--- TASK ---
Lay out every line of the listing below as a Markdown table with two columns, Row and Listing line. Number the rows in order and leave out blank lines.

--- EXTRACTED ENTRIES ---
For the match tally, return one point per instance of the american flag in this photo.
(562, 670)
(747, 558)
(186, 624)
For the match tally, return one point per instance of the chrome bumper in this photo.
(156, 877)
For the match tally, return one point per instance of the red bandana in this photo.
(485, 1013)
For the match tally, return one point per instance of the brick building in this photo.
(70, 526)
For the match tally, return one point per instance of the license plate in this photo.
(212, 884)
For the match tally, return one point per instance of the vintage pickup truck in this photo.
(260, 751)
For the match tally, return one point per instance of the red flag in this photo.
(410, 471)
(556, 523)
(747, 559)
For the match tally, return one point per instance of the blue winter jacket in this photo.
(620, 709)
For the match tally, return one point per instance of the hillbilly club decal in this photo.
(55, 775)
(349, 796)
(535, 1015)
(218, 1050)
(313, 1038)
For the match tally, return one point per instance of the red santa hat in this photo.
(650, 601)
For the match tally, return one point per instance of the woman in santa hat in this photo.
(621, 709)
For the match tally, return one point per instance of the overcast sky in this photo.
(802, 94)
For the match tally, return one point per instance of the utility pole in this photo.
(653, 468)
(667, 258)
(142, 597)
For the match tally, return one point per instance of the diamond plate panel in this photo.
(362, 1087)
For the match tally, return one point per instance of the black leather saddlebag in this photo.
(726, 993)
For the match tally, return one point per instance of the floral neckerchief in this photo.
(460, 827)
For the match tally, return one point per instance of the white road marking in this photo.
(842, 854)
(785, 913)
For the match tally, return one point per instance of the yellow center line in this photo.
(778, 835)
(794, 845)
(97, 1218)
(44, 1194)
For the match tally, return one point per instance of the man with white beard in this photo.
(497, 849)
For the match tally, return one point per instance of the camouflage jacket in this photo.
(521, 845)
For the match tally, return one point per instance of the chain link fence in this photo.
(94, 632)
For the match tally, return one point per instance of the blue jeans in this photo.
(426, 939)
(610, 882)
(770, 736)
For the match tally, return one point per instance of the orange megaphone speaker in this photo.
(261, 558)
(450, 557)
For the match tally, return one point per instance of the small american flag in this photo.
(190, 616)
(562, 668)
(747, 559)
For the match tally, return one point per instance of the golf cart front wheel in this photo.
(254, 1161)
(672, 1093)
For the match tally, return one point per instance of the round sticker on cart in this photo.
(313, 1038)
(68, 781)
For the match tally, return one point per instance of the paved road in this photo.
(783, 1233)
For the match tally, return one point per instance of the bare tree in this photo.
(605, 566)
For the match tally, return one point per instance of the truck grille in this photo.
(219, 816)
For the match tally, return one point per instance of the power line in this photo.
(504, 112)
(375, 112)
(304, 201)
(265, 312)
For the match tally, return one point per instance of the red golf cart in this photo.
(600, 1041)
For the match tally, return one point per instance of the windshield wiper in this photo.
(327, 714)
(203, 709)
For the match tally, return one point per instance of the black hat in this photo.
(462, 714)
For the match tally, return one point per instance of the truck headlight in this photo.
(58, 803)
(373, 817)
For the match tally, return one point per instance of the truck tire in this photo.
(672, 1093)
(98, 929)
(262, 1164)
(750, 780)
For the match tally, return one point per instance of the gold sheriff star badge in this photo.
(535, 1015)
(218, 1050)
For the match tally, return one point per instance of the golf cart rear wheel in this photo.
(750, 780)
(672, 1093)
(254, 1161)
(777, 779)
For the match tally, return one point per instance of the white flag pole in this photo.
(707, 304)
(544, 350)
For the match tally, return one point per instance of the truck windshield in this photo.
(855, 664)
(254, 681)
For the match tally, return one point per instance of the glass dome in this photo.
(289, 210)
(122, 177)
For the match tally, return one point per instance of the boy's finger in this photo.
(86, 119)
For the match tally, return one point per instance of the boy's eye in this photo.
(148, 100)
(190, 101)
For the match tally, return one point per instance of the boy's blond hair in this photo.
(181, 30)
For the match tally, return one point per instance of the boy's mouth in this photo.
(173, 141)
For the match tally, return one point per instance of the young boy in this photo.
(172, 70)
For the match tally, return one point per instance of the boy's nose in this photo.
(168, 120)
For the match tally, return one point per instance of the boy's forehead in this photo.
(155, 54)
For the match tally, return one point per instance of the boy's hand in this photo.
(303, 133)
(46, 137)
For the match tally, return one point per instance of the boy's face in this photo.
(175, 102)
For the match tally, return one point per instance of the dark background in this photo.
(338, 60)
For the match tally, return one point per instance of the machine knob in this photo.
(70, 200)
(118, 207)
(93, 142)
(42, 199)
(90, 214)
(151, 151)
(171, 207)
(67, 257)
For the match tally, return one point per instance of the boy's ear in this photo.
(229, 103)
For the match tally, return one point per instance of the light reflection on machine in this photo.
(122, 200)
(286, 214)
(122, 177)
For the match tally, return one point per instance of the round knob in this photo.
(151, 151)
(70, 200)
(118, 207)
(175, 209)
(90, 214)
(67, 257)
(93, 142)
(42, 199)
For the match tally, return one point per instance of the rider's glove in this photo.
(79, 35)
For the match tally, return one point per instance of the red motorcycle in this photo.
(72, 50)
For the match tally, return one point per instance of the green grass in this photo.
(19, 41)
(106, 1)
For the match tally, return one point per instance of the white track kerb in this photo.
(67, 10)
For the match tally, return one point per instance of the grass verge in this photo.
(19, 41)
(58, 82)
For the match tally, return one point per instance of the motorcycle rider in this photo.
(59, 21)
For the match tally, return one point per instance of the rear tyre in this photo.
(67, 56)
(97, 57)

--- EXERCISE OUTPUT ---
| Row | Listing line |
|---|---|
| 1 | For the match tally, return one point per instance of the american flag in this photo. |
| 2 | (562, 670) |
| 3 | (747, 558) |
| 4 | (186, 624) |
| 5 | For the match tally, return one point per instance of the chrome bumper in this photo. |
| 6 | (156, 877) |
| 7 | For the match tally, return one point per instance of the red bandana in this photo. |
| 8 | (485, 1013) |
| 9 | For the match tally, return one point per instance of the brick building in this photo. |
| 10 | (70, 526) |
| 11 | For the match tally, return one point per instance of the license plate in this photo. |
| 12 | (212, 884) |
| 13 | For the match tally, return one point per instance of the vintage pickup truck in this photo. |
| 14 | (260, 751) |
| 15 | For the match tally, return one point per instance of the red flag in this photo. |
| 16 | (410, 471) |
| 17 | (556, 523) |
| 18 | (747, 559) |
| 19 | For the match tally, return one point per instance of the blue winter jacket in this photo. |
| 20 | (620, 709) |
| 21 | For the match tally, return one point per instance of the hillbilly club decal in this photo. |
| 22 | (55, 775) |
| 23 | (349, 796) |
| 24 | (535, 1015) |
| 25 | (218, 1050) |
| 26 | (313, 1038) |
| 27 | For the match tally, return one point per instance of the red santa hat in this photo. |
| 28 | (650, 601) |
| 29 | For the match tally, return one point per instance of the woman in santa hat in this photo. |
| 30 | (621, 709) |
| 31 | For the match tally, return one point per instance of the overcast sky in this photo. |
| 32 | (802, 94) |
| 33 | For the match tally, return one point per instance of the utility pole in this photo. |
| 34 | (653, 468) |
| 35 | (667, 258) |
| 36 | (142, 597) |
| 37 | For the match tally, return one point per instance of the diamond plate panel in this photo. |
| 38 | (362, 1087) |
| 39 | For the match tally, return one point per instance of the black leather saddlebag in this photo. |
| 40 | (726, 993) |
| 41 | For the match tally, return one point per instance of the floral neckerchief in this photo. |
| 42 | (460, 827) |
| 43 | For the match tally, return one point per instance of the white road marking in this photo. |
| 44 | (842, 854) |
| 45 | (785, 913) |
| 46 | For the match tally, return one point per instance of the yellow center line in this photo. |
| 47 | (778, 835) |
| 48 | (794, 845) |
| 49 | (97, 1218) |
| 50 | (44, 1194) |
| 51 | For the match tally, return one point per instance of the man with white beard in this photo. |
| 52 | (497, 849) |
| 53 | For the match tally, return one point per instance of the camouflage jacket in this photo. |
| 54 | (521, 845) |
| 55 | For the match tally, return one point per instance of the chain link fence in this photo. |
| 56 | (94, 632) |
| 57 | For the match tally, return one point per instance of the blue jeans in this photo. |
| 58 | (426, 939) |
| 59 | (610, 882) |
| 60 | (770, 736) |
| 61 | For the match tally, return one point per instance of the orange megaphone speaker in this photo. |
| 62 | (261, 558) |
| 63 | (450, 557) |
| 64 | For the match tally, return one point per instance of the small american flag in this photo. |
| 65 | (190, 616) |
| 66 | (562, 668) |
| 67 | (747, 559) |
| 68 | For the match tally, return one point per instance of the golf cart front wheel in this photo. |
| 69 | (254, 1161) |
| 70 | (672, 1093) |
| 71 | For the match tally, return one point per instance of the round sticker on cart in this photo. |
| 72 | (313, 1038) |
| 73 | (68, 781) |
| 74 | For the match tally, return one point per instance of the paved road in this photo. |
| 75 | (783, 1233) |
| 76 | For the match tally, return one point per instance of the bare tree in this photo. |
| 77 | (605, 566) |
| 78 | For the match tally, return one point per instance of the truck grille in this photo. |
| 79 | (219, 816) |
| 80 | For the match tally, return one point per instance of the power line in this photo. |
| 81 | (504, 112) |
| 82 | (375, 112) |
| 83 | (304, 201) |
| 84 | (265, 312) |
| 85 | For the match tally, return one point per instance of the red golf cart in this photo. |
| 86 | (600, 1041) |
| 87 | For the match tally, return one point per instance of the windshield wiper in this photo. |
| 88 | (327, 714) |
| 89 | (203, 709) |
| 90 | For the match tally, return one point per instance of the black hat in this photo. |
| 91 | (462, 714) |
| 92 | For the match tally, return one point per instance of the truck headlight in this photo. |
| 93 | (58, 803) |
| 94 | (373, 817) |
| 95 | For the match tally, return one point per instance of the truck tire in this photo. |
| 96 | (672, 1093) |
| 97 | (98, 929) |
| 98 | (262, 1164) |
| 99 | (750, 780) |
| 100 | For the match tally, return one point per instance of the gold sheriff star badge in this photo. |
| 101 | (535, 1015) |
| 102 | (218, 1050) |
| 103 | For the match tally, return one point per instance of the golf cart rear wheel in this photo. |
| 104 | (750, 780) |
| 105 | (672, 1093) |
| 106 | (254, 1161) |
| 107 | (777, 779) |
| 108 | For the match tally, return one point per instance of the white flag pole in this photo. |
| 109 | (707, 304) |
| 110 | (544, 350) |
| 111 | For the match tally, return one point per instance of the truck windshield in this photo. |
| 112 | (855, 664) |
| 113 | (254, 681) |
| 114 | For the match tally, return one point per instance of the glass dome in this photo. |
| 115 | (289, 210) |
| 116 | (122, 177) |
| 117 | For the match tally, return one point per instance of the boy's finger in this photo. |
| 118 | (86, 119) |
| 119 | For the match tally, return one point per instance of the boy's eye in this photo. |
| 120 | (148, 100) |
| 121 | (190, 101) |
| 122 | For the match tally, return one point per instance of the boy's blond hair in this photo. |
| 123 | (181, 30) |
| 124 | For the match tally, return one point per instance of the boy's mouth in this photo. |
| 125 | (173, 141) |
| 126 | For the match tally, return one point per instance of the young boy in this photo. |
| 127 | (172, 70) |
| 128 | For the match tally, return one point per instance of the boy's nose in this photo. |
| 129 | (168, 120) |
| 130 | For the match tally, return one point per instance of the boy's forehead in this photo. |
| 131 | (155, 54) |
| 132 | For the match tally, return one point per instance of the boy's hand in this photo. |
| 133 | (303, 133) |
| 134 | (46, 137) |
| 135 | For the match tally, return one point per instance of the boy's face in this photo. |
| 136 | (175, 102) |
| 137 | For the match tally, return one point per instance of the dark background in this photo. |
| 138 | (338, 60) |
| 139 | For the match tally, return one point per instance of the machine knob in this photo. |
| 140 | (70, 200) |
| 141 | (118, 207) |
| 142 | (93, 142) |
| 143 | (42, 199) |
| 144 | (90, 214) |
| 145 | (151, 151) |
| 146 | (171, 207) |
| 147 | (67, 257) |
| 148 | For the match tally, return one point per instance of the boy's ear in this photo. |
| 149 | (229, 103) |
| 150 | For the match tally, return one point per instance of the light reflection on machine in this photo. |
| 151 | (122, 200) |
| 152 | (286, 214) |
| 153 | (122, 177) |
| 154 | For the match tally, return one point per instance of the round knob in this photo. |
| 155 | (151, 151) |
| 156 | (70, 200) |
| 157 | (118, 207) |
| 158 | (175, 209) |
| 159 | (90, 214) |
| 160 | (67, 257) |
| 161 | (93, 142) |
| 162 | (42, 199) |
| 163 | For the match tally, return one point per instance of the rider's glove in this photo. |
| 164 | (79, 35) |
| 165 | For the match tally, return one point per instance of the red motorcycle in this photo. |
| 166 | (72, 50) |
| 167 | For the match tally, return one point per instance of the green grass in this photo. |
| 168 | (19, 41) |
| 169 | (106, 1) |
| 170 | For the match tally, return one point per instance of the white track kerb in this photo. |
| 171 | (67, 10) |
| 172 | For the match tally, return one point per instance of the grass verge in this photo. |
| 173 | (19, 41) |
| 174 | (58, 82) |
| 175 | For the match tally, return one point per instance of the motorcycle rider in this photo. |
| 176 | (59, 21) |
| 177 | For the match tally, return one point per instance of the rear tyre in this photo. |
| 178 | (67, 56) |
| 179 | (97, 57) |